# START OF PROVIDED RECORDS

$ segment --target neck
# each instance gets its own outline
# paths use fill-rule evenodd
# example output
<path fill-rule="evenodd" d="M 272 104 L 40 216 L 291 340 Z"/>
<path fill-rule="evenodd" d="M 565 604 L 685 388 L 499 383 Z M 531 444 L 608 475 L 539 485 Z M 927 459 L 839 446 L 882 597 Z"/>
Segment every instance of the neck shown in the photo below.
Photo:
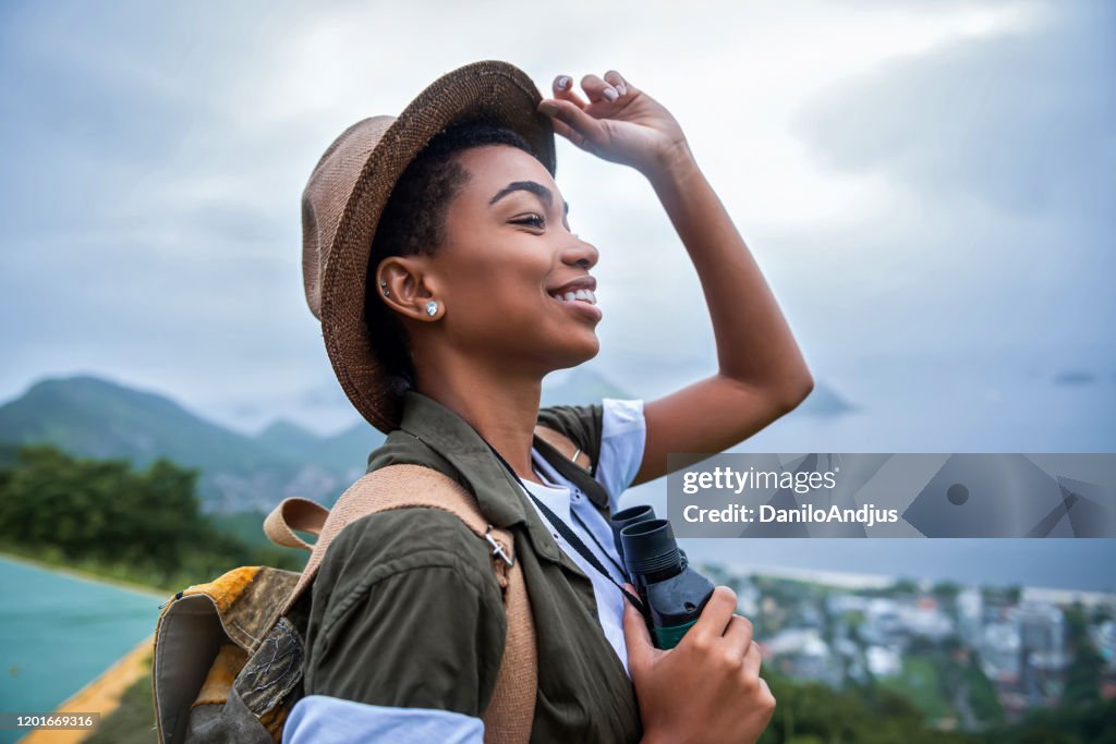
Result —
<path fill-rule="evenodd" d="M 485 364 L 475 355 L 443 350 L 439 357 L 415 365 L 415 389 L 461 416 L 520 479 L 540 483 L 531 466 L 531 441 L 542 378 L 507 365 Z"/>

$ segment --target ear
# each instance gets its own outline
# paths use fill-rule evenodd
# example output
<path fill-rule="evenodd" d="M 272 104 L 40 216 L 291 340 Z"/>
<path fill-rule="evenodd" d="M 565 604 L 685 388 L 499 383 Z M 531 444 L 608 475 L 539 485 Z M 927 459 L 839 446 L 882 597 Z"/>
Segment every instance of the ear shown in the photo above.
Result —
<path fill-rule="evenodd" d="M 379 262 L 374 277 L 381 301 L 393 310 L 413 320 L 436 320 L 426 312 L 430 300 L 441 303 L 430 257 L 389 255 Z"/>

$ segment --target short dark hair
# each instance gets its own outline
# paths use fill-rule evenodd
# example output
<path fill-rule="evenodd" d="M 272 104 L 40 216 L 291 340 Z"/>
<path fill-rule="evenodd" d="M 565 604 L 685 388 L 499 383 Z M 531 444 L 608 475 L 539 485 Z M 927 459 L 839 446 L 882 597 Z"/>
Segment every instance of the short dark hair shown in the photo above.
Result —
<path fill-rule="evenodd" d="M 469 181 L 456 155 L 485 145 L 510 145 L 538 157 L 520 135 L 506 127 L 479 122 L 455 124 L 427 143 L 392 190 L 372 239 L 365 286 L 364 319 L 378 329 L 374 345 L 396 394 L 414 386 L 414 361 L 406 329 L 396 313 L 379 300 L 376 268 L 391 255 L 434 255 L 445 242 L 445 213 Z"/>

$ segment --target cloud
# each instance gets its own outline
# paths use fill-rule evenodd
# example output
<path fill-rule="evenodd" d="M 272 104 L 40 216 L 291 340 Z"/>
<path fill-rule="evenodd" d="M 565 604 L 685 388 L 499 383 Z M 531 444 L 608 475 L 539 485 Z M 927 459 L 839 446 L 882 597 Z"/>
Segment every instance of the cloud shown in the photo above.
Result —
<path fill-rule="evenodd" d="M 1057 11 L 879 65 L 811 102 L 797 129 L 822 167 L 884 172 L 947 205 L 1110 220 L 1116 89 L 1100 79 L 1116 68 L 1116 9 Z"/>

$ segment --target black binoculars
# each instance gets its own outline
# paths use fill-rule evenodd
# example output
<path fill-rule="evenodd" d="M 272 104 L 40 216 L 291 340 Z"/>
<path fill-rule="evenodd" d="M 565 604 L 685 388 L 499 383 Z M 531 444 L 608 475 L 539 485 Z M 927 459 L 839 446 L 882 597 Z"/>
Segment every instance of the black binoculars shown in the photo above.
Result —
<path fill-rule="evenodd" d="M 651 506 L 613 514 L 613 540 L 643 601 L 656 648 L 674 648 L 701 616 L 713 583 L 689 567 L 666 520 Z"/>

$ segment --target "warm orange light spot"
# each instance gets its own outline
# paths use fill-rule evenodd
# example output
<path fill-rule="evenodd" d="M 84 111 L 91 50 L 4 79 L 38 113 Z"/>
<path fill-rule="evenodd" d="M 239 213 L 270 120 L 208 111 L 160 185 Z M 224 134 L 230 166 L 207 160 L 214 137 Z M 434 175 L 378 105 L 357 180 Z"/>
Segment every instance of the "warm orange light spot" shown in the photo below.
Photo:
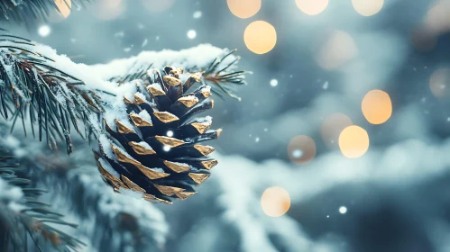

# END OF PROVIDED RECORDS

Give every line of the records above as a numbered list, skipping blank lines and leaving the pictures out.

1. $ segment --target neck
2. # each instance gets its own outline
3. # paths use fill-rule evenodd
4. # example output
5. <path fill-rule="evenodd" d="M 272 104 L 40 216 L 291 340 Z"/>
6. <path fill-rule="evenodd" d="M 565 604 L 685 388 L 499 383 Z M 531 444 L 608 475 L 539 485 Z M 927 459 L 839 446 L 882 597 Z"/>
7. Segment every instance of the neck shown in the photo below.
8. Photo:
9. Result —
10. <path fill-rule="evenodd" d="M 485 364 L 475 355 L 443 350 L 439 357 L 415 365 L 415 389 L 461 416 L 520 479 L 540 483 L 531 466 L 531 441 L 542 378 L 507 365 Z"/>
11. $ segment --target ear
12. # each instance gets its own outline
13. # paths use fill-rule evenodd
14. # example output
15. <path fill-rule="evenodd" d="M 272 104 L 40 216 L 291 340 Z"/>
16. <path fill-rule="evenodd" d="M 565 604 L 685 388 L 499 383 Z M 531 444 L 608 475 L 539 485 Z M 927 459 L 839 446 L 882 597 Z"/>
17. Segment every instance of the ear shown in the photo above.
18. Result —
19. <path fill-rule="evenodd" d="M 379 262 L 374 277 L 381 301 L 393 310 L 413 320 L 436 320 L 426 312 L 430 300 L 441 303 L 430 257 L 389 255 Z"/>
20. $ segment --target short dark hair
21. # each instance gets its own outline
22. # paths use fill-rule evenodd
23. # example output
24. <path fill-rule="evenodd" d="M 272 104 L 40 216 L 291 340 Z"/>
25. <path fill-rule="evenodd" d="M 565 604 L 685 388 L 499 383 Z M 531 444 L 608 475 L 539 485 Z M 927 459 L 839 446 L 882 597 Z"/>
26. Segment every instance of the short dark hair shown in the photo above.
27. Result —
28. <path fill-rule="evenodd" d="M 469 181 L 456 155 L 485 145 L 510 145 L 538 157 L 520 135 L 506 127 L 479 122 L 455 124 L 427 143 L 392 190 L 372 239 L 365 286 L 364 319 L 378 329 L 374 345 L 396 394 L 414 386 L 414 361 L 406 329 L 396 313 L 379 300 L 376 268 L 391 255 L 434 255 L 445 242 L 445 213 Z"/>
29. $ segment --target cloud
30. # each instance gets its own outline
31. # paths use fill-rule evenodd
32. # example output
33. <path fill-rule="evenodd" d="M 272 104 L 40 216 L 291 340 Z"/>
34. <path fill-rule="evenodd" d="M 565 604 L 685 388 L 499 383 Z M 531 444 L 608 475 L 539 485 Z M 927 459 L 839 446 L 882 597 Z"/>
35. Segment every instance of the cloud shown in the photo above.
36. Result —
37. <path fill-rule="evenodd" d="M 1057 11 L 879 65 L 811 102 L 797 129 L 822 167 L 884 172 L 947 205 L 1110 220 L 1116 89 L 1100 79 L 1116 68 L 1116 9 Z"/>
38. $ segment --target black binoculars
39. # each instance gets its own outline
40. # paths use fill-rule evenodd
41. # example output
42. <path fill-rule="evenodd" d="M 272 104 L 40 216 L 291 340 Z"/>
43. <path fill-rule="evenodd" d="M 565 604 L 685 388 L 499 383 Z M 531 444 L 608 475 L 539 485 Z M 927 459 L 839 446 L 882 597 Z"/>
44. Segment every instance of the black binoculars shown in the photo above.
45. Result —
46. <path fill-rule="evenodd" d="M 651 506 L 613 514 L 613 540 L 643 601 L 656 648 L 674 648 L 701 616 L 713 583 L 689 567 L 666 520 Z"/>
47. $ segment --target "warm orange light spot"
48. # each instance gets its own outline
49. # paths use fill-rule evenodd
50. # example output
51. <path fill-rule="evenodd" d="M 84 111 L 91 50 L 4 79 L 38 113 Z"/>
52. <path fill-rule="evenodd" d="M 239 213 L 270 120 L 208 111 L 160 185 Z M 224 134 L 230 166 L 207 160 L 214 137 Z M 434 175 L 378 105 L 357 180 Z"/>
53. Segment every instance of the "warm orange light spot" shown in the photo below.
54. Photo:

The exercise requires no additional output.